Everyone in Koror mentioned Babeldaob the same way — with a slight tilt of the head, a pause, and something along the lines of “you can go up there, but there’s not much to do.” Which meant, of course, that I had to go immediately. Babeldaob is the second-largest island in Micronesia after Guam — a fact so disproportionate to its tourist profile that it took me a minute to process — and it comprises almost eighty percent of Palau’s land area. It also contains roughly a third of Palau’s small population, the new capital of Ngerulmud, several ancient stone village sites, terraced hillsides that were cleared for agriculture centuries ago and have since regrown, and a quality of quiet that you don’t find in the Rock Islands.

— QUESTIONS —
(A) List every place name that appears in the Babeldaob passage.
(B) Write the next few sentences of the travel passage about Babeldaob, picking up right after its final sentence.
The material that follows was drawn from a separate source and has no connection to the passage on Babeldaob.

— Free-form object descriptions —
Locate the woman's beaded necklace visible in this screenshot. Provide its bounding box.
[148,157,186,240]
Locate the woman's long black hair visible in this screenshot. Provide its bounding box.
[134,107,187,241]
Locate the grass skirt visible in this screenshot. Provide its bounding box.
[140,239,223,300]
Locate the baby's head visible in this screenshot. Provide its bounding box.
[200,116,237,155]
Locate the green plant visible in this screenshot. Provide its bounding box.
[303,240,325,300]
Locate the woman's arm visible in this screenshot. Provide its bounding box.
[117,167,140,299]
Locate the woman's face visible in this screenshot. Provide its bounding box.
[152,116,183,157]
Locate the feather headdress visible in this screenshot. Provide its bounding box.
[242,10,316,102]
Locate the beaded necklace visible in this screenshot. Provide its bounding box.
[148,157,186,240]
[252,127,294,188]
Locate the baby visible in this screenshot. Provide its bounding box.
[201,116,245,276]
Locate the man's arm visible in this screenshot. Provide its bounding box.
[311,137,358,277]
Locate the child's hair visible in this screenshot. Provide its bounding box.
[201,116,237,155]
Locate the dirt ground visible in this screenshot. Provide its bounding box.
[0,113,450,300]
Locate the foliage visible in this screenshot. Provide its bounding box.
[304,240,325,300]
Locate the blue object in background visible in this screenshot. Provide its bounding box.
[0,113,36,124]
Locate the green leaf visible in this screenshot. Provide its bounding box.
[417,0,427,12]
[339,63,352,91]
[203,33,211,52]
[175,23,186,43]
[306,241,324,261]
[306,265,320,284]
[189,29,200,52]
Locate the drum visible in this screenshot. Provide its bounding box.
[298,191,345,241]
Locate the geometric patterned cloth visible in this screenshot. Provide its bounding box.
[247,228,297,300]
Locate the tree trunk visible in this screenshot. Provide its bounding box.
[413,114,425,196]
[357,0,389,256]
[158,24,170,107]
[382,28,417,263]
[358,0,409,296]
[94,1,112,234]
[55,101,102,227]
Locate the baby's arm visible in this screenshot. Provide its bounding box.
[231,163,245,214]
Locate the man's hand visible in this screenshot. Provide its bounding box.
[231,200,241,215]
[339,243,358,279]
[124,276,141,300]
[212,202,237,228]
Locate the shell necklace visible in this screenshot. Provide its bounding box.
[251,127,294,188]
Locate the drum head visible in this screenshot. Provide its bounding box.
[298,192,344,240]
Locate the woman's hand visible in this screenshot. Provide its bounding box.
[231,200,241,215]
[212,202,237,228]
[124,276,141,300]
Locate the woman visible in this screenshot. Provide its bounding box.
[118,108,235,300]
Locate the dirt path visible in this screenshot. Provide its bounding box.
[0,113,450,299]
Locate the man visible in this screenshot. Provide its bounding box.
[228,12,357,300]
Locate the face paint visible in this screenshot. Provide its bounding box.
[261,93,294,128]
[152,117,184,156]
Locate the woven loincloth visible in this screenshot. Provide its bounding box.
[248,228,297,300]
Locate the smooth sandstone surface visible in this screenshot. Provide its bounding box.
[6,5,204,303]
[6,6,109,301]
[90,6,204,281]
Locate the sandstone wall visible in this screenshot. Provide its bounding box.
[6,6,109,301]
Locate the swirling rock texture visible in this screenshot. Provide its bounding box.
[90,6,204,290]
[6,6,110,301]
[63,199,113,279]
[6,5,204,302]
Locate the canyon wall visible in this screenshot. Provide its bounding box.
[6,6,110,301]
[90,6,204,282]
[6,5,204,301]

— TASK RESPONSES —
(A) Koror, Babeldaob, Micronesia, Guam, Palau, Ngerulmud, the Rock Islands

(B)
I hired a car and a local guide — the roads are paved now as far as Ngerulmud, but the smaller tracks that lead to the interior sites are another matter — and we spent a full day working our way around the island’s circumference and then into its interior. The soil on Babeldaob is a deep laterite red, almost orange in the morning light, and the roads cut through it with that raw quality of infrastructure that’s recent enough not to have been absorbed into the landscape yet. You see the jungle pressing in from both sides, the banyan roots crossing the tarmac, the ferns growing out of road cuts. The island is reclaiming things steadily.
The stone monoliths at Badrulchau — a collection of large basalt stones arranged in rows in a forest clearing in the island’s north — stopped me in a way I didn’t expect. There are sixteen of them, some upright, some fallen, covered in moss and lichen, set in a clearing where the light comes through the canopy in moving patches. No one knows with certainty what they were for, which my guide treated as a reasonable fact of history rather than a mystery requiring an answer. “They were important,” he said. “That’s what we know.” I spent forty minutes there, not doing anything in particular, just sitting on the grass and thinking about all the centuries the stones had been standing there being rained on.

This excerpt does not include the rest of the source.